INSTRUCTIONS TO FOLLOW:
In full and without change, transcribe the records below.

Dataset entries

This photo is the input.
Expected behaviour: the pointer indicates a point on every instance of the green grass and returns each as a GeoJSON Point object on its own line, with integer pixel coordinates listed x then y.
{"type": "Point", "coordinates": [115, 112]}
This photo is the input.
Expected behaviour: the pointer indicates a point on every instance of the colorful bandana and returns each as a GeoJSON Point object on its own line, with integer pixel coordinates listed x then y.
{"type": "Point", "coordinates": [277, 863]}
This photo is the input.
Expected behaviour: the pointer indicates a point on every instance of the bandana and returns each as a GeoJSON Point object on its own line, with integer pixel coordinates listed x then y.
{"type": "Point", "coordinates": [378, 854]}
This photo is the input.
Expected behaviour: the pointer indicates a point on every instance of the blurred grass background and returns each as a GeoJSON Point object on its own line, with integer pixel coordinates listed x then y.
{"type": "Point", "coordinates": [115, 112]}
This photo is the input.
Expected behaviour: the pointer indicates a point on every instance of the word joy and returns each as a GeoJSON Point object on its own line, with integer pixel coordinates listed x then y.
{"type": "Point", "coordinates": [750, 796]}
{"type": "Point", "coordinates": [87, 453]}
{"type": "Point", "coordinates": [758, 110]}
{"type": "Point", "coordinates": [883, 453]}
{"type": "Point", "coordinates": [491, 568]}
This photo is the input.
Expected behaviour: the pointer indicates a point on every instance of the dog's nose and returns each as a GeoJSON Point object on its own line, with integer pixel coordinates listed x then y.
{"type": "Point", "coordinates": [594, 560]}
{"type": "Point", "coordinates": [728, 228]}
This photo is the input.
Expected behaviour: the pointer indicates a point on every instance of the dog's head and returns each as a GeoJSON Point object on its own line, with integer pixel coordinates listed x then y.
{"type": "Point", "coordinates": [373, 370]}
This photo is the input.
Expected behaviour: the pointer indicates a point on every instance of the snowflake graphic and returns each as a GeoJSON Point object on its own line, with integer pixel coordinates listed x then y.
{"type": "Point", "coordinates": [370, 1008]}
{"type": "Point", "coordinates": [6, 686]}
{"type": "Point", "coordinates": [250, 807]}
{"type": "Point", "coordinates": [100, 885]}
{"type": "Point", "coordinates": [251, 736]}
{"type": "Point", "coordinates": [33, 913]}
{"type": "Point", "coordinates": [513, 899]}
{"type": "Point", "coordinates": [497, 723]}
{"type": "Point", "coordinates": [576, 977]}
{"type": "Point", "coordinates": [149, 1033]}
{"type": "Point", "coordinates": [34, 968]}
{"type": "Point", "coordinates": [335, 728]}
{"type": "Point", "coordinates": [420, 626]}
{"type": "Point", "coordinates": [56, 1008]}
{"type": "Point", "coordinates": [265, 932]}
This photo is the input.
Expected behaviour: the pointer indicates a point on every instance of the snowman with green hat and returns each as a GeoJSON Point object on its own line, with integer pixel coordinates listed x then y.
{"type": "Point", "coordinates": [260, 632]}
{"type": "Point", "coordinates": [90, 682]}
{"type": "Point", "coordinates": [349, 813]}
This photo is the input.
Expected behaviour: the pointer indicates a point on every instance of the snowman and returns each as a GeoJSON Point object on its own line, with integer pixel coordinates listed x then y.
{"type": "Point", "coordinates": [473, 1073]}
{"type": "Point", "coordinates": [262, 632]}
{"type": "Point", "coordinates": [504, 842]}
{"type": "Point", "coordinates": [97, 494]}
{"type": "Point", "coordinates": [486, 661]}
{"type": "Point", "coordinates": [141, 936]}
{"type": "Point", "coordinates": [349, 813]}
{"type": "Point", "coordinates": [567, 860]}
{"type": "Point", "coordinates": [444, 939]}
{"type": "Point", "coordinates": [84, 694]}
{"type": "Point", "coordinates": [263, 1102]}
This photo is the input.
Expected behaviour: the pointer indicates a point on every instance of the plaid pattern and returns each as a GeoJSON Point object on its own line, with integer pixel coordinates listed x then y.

REPLY:
This photo is the input.
Expected behaviour: the pointer indicates a point on every instance of the green grass and returns each as a GeoJSON Point object on its own line, with integer pixel coordinates listed x then y.
{"type": "Point", "coordinates": [115, 112]}
This photo is the input.
Expected behaviour: the pointer indicates a point on every instance of the colorful bandana and returns each as a GeoJSON Point object on its own line, with integer pixel coordinates listed x then y.
{"type": "Point", "coordinates": [277, 863]}
This photo is the input.
Expected behaviour: the pointer indicates a point on every instance of the bandana and returns each as a GeoJSON Point object on its own line, with integer pixel coordinates listed x then y.
{"type": "Point", "coordinates": [378, 854]}
This photo is the input.
Expected behaviour: the pointer indicates a point on every instance of the blurred grass background and returns each as a GeoJSON Point object on its own line, with integer pixel coordinates listed x then y.
{"type": "Point", "coordinates": [115, 112]}
This photo is the input.
Expected behaviour: the pointer indicates a point on every instance of the word joy and returns each as a GeoJSON Point object on its own line, with integer pixel coordinates listed x then y.
{"type": "Point", "coordinates": [750, 796]}
{"type": "Point", "coordinates": [87, 453]}
{"type": "Point", "coordinates": [758, 110]}
{"type": "Point", "coordinates": [883, 453]}
{"type": "Point", "coordinates": [491, 568]}
This photo is the input.
Expected behaviour: the pointer indicates a point on every instance of the dog's nose and returns each as a GeoJSON Point object on its own line, with integer pixel coordinates listed x then y.
{"type": "Point", "coordinates": [594, 560]}
{"type": "Point", "coordinates": [728, 228]}
This photo is the input.
Expected behaviour: the pointer indicates a point on every instance of the dog's head and returns each as a GeoJSON Point object on its own line, with integer pixel coordinates listed x then y.
{"type": "Point", "coordinates": [373, 370]}
This photo is the input.
Expected behaviour: the pointer indicates a point on every instance of the snowflake graphic and returns each as a GeoJSON Point object on its own line, with integer pixel coordinates listed x then y.
{"type": "Point", "coordinates": [370, 1008]}
{"type": "Point", "coordinates": [6, 686]}
{"type": "Point", "coordinates": [250, 807]}
{"type": "Point", "coordinates": [100, 885]}
{"type": "Point", "coordinates": [251, 736]}
{"type": "Point", "coordinates": [33, 913]}
{"type": "Point", "coordinates": [513, 899]}
{"type": "Point", "coordinates": [497, 723]}
{"type": "Point", "coordinates": [576, 977]}
{"type": "Point", "coordinates": [149, 1033]}
{"type": "Point", "coordinates": [34, 968]}
{"type": "Point", "coordinates": [335, 728]}
{"type": "Point", "coordinates": [420, 626]}
{"type": "Point", "coordinates": [56, 1008]}
{"type": "Point", "coordinates": [265, 932]}
This photo is the input.
Expected behaviour: the pointer indicates a point on every instance of the snowman with green hat and returns each as a GeoJSON Point object on its own line, with integer pixel coordinates listed x then y.
{"type": "Point", "coordinates": [260, 632]}
{"type": "Point", "coordinates": [90, 682]}
{"type": "Point", "coordinates": [349, 813]}
This photo is the input.
Expected behaviour: the pointer indicates a point on every instance of the snowman and returns each as a GeoJSON Point object on its own line, with integer pixel coordinates listed x then y.
{"type": "Point", "coordinates": [473, 1073]}
{"type": "Point", "coordinates": [262, 632]}
{"type": "Point", "coordinates": [504, 842]}
{"type": "Point", "coordinates": [97, 494]}
{"type": "Point", "coordinates": [486, 661]}
{"type": "Point", "coordinates": [141, 936]}
{"type": "Point", "coordinates": [349, 813]}
{"type": "Point", "coordinates": [567, 860]}
{"type": "Point", "coordinates": [444, 939]}
{"type": "Point", "coordinates": [84, 694]}
{"type": "Point", "coordinates": [263, 1102]}
This photo is the input.
Expected behaviour: the pointer indicates a point on every instance of the plaid pattern and returns each as a GeoJSON Point object on its own line, with integer pixel coordinates listed x then y.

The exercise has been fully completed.